Extract exactly and only the lines from the one containing "[locate] barred window (one dot each)" through the end of the entries below. Pictures should not appear in the copy.

┌─ EXTRACTED DATA

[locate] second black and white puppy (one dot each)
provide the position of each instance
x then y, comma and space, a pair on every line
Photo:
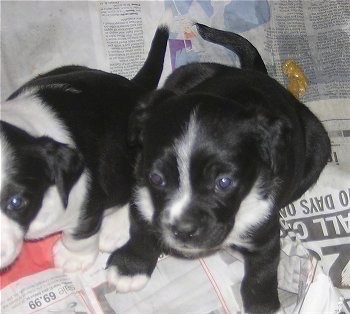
65, 161
222, 150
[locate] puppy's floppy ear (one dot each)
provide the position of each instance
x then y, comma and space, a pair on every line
274, 136
141, 114
64, 163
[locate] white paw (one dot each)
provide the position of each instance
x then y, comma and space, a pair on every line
71, 261
114, 232
126, 284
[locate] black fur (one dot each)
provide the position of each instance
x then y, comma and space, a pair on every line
93, 106
252, 131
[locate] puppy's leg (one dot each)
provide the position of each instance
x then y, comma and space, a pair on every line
72, 254
259, 285
115, 229
131, 266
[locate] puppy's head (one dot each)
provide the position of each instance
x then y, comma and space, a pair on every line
200, 171
32, 170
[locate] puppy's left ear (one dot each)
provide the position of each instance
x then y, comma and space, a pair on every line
274, 135
64, 163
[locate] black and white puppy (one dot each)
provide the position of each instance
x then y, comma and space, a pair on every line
222, 150
65, 161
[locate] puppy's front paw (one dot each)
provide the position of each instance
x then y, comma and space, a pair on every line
125, 283
71, 261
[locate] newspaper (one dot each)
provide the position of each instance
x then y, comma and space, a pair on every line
314, 272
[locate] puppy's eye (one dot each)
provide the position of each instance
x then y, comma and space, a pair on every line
156, 179
224, 183
16, 202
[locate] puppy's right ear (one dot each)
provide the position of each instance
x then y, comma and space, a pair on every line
141, 114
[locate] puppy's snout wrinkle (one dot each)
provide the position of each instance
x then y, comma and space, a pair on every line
185, 230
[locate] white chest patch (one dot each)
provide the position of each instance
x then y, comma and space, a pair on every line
183, 148
252, 212
11, 240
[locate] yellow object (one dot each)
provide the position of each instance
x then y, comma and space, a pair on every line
297, 81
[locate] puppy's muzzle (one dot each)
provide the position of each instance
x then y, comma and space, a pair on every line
185, 230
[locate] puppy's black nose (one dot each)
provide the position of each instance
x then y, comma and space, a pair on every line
185, 231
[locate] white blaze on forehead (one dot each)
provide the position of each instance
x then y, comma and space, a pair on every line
28, 113
183, 149
144, 203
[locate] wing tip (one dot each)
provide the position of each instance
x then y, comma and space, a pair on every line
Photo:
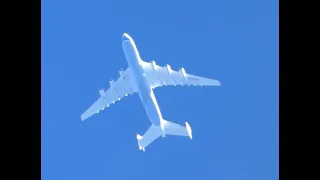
189, 130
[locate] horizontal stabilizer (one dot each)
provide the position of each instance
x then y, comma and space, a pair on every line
169, 128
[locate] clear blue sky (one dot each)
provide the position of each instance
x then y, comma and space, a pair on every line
235, 126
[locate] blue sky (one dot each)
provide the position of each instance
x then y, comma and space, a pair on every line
235, 126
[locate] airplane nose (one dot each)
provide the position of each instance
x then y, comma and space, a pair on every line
125, 37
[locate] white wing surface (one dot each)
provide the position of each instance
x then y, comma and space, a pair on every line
161, 76
123, 86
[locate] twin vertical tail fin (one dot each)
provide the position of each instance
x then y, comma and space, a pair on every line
168, 128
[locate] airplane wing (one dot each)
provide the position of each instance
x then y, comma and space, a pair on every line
123, 86
159, 76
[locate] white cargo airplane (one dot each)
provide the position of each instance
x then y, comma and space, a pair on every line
142, 77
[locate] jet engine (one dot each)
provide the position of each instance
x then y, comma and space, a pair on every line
121, 73
154, 65
169, 68
102, 93
112, 84
183, 73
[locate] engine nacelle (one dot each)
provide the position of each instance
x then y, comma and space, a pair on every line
102, 93
154, 65
121, 73
183, 72
169, 68
111, 83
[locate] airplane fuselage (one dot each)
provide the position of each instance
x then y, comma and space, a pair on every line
145, 91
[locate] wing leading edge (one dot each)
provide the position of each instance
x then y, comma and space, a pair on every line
123, 86
163, 76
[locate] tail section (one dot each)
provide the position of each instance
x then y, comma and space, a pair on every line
139, 137
167, 128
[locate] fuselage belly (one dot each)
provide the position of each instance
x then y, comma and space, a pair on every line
145, 91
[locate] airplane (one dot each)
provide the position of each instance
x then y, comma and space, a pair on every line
142, 77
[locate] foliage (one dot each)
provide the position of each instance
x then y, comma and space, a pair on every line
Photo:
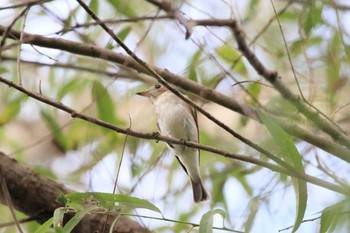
301, 115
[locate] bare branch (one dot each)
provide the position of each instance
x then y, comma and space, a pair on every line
286, 169
36, 196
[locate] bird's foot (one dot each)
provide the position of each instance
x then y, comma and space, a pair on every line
156, 135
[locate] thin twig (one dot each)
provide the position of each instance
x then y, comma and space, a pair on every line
151, 136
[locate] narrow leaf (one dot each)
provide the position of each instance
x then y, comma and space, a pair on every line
291, 155
104, 102
77, 218
45, 226
206, 223
108, 200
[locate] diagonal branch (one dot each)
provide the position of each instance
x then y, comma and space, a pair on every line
273, 77
287, 169
35, 196
202, 91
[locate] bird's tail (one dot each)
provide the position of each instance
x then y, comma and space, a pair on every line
199, 192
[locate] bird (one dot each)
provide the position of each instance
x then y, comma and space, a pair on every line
177, 119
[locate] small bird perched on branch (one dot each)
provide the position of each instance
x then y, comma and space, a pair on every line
179, 120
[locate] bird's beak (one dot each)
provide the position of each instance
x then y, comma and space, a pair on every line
143, 93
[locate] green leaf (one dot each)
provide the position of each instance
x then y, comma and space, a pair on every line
231, 56
206, 223
45, 227
123, 7
108, 200
94, 6
192, 74
58, 215
56, 130
291, 155
313, 17
69, 226
335, 217
104, 102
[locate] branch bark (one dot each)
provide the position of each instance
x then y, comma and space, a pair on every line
308, 135
35, 196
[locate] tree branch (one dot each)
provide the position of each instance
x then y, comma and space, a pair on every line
35, 196
272, 76
286, 169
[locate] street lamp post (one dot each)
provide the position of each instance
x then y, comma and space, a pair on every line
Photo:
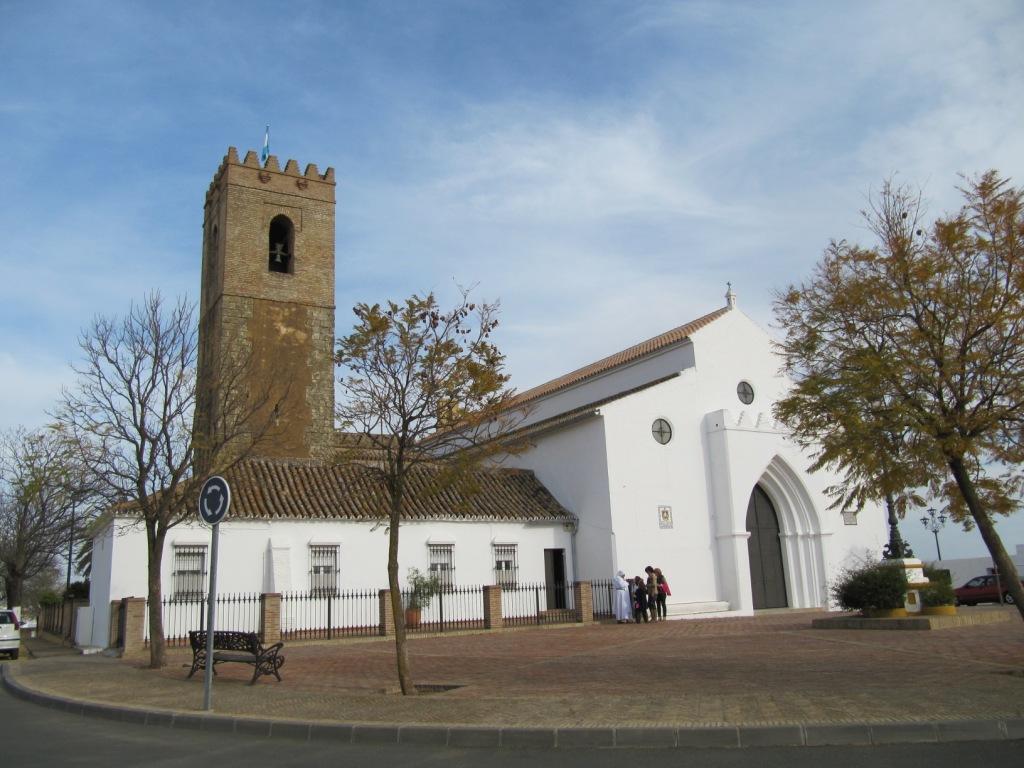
935, 523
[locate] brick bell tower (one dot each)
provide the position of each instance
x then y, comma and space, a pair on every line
266, 306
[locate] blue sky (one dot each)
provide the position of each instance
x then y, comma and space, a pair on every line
604, 168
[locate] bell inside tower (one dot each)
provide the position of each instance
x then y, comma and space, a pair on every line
281, 244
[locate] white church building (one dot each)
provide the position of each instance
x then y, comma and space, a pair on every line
664, 454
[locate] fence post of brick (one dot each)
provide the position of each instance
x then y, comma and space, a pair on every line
67, 613
114, 640
269, 617
583, 595
386, 614
493, 619
134, 639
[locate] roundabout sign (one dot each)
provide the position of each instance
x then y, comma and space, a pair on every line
214, 500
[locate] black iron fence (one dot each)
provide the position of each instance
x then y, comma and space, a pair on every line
538, 603
347, 613
603, 598
452, 608
181, 615
357, 612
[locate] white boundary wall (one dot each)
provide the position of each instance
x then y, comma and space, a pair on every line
263, 556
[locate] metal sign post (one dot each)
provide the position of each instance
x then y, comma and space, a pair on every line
214, 500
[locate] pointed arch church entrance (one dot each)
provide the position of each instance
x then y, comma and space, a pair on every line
765, 551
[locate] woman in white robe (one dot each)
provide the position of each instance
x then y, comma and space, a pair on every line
621, 599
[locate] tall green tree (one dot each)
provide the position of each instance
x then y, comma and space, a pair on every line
424, 389
41, 482
919, 336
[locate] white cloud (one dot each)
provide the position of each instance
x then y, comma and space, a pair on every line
30, 387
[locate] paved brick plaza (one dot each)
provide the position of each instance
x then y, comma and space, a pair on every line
772, 669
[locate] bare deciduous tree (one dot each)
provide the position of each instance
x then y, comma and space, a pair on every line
131, 416
425, 390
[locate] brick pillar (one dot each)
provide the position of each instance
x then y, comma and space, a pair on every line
583, 595
386, 614
493, 619
269, 617
67, 614
115, 615
134, 641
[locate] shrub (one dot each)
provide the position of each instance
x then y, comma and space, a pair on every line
78, 591
873, 585
940, 589
49, 597
422, 589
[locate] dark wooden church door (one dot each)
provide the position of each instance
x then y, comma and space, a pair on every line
765, 550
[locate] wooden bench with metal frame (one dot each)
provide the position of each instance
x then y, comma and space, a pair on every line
244, 647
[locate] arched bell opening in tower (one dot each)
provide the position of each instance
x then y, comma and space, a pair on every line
281, 244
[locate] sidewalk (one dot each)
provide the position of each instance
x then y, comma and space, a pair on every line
769, 673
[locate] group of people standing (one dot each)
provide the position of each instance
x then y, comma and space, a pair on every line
640, 599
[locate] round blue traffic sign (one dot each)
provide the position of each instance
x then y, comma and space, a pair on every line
214, 500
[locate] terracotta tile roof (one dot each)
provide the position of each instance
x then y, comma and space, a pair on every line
282, 489
635, 352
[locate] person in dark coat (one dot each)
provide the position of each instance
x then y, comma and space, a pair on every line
640, 602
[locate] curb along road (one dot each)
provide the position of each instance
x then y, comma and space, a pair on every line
497, 737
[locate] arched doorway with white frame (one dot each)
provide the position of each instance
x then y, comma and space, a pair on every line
780, 505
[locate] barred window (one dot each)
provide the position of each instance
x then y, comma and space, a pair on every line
506, 565
323, 569
189, 571
442, 564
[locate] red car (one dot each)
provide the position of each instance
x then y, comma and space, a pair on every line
982, 590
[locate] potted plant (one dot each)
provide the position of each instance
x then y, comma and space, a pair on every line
876, 589
422, 589
938, 597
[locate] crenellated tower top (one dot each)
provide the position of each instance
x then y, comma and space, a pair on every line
269, 176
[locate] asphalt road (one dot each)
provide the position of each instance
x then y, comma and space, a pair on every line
33, 735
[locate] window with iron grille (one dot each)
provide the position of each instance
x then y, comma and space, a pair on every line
442, 563
506, 565
323, 569
189, 571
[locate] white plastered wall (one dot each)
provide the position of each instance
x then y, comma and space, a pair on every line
260, 556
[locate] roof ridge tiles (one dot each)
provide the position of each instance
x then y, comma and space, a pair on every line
611, 361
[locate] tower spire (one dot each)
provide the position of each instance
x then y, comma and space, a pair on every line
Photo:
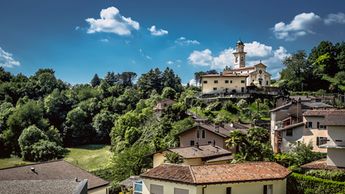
240, 55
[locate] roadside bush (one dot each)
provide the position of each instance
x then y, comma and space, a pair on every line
302, 184
334, 175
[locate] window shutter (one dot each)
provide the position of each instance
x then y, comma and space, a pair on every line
228, 190
265, 189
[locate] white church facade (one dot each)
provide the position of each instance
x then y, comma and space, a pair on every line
236, 80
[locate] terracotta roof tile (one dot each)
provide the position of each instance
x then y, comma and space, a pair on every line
218, 173
203, 151
52, 170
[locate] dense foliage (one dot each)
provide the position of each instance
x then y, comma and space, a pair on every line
302, 184
252, 146
66, 115
299, 154
334, 175
322, 69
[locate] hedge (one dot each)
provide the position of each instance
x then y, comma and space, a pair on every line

└─

* [TASK RESULT]:
[locate] barred window (one dot each)
provide the position of each instance
x then y, comma and space, a pair on every line
506, 565
323, 569
189, 571
442, 564
[locate] red car (one dot each)
provide the position of each instance
x then y, comma and space, a pair on every line
982, 590
[locate] potted plant (one dot each)
provide the position of each instance
x then y, comma and space, a pair on every line
876, 589
422, 589
938, 597
[locate] crenellated tower top (one dot each)
provide the position of each instance
x then y, comma and space, a pair on every line
269, 176
[locate] asphalt road (one dot each)
provide the position of each instance
x then y, comma and space, a pair on every line
33, 735
[locate] window with iron grille (one dot each)
provide the position of each instance
x then y, comma and space, a pair on every line
442, 563
506, 565
323, 569
189, 571
[locate] white plastered wall (one dot each)
provide the position of each instance
x then y, comma and space, a pair on every line
260, 556
[locate] roof ridge tiles (one dot each)
provide the position of each instance
x then y, comma and space, a pair on every line
611, 361
[locate] tower spire (one dot each)
provide the position of each instance
x then y, comma and space, a pair on every line
Photo:
240, 55
[locate] roadside bush (one dot each)
provide the position of each instance
x then y, comma and space, a pair on every line
302, 184
334, 175
[locate] window shutter (one dot each)
provide the position of each instance
x then y, comma and space, a pair on every line
228, 190
265, 189
[locate] white church facade (one dot each)
provide the position of each instance
x then y, comma and space, a pair on every line
236, 80
[locate] terracotta roof tile (one dot each)
provide the position of each instance
x then y, comma and space, a pair on every line
218, 173
203, 151
52, 170
[locate] dense foliage (one dot each)
provide the position of each instance
x then y, comma and space, a pair on every line
302, 184
252, 146
66, 115
299, 154
334, 175
322, 69
[locate] hedge (one dot each)
provide the position of each instance
x then y, comma and space, a pair on every line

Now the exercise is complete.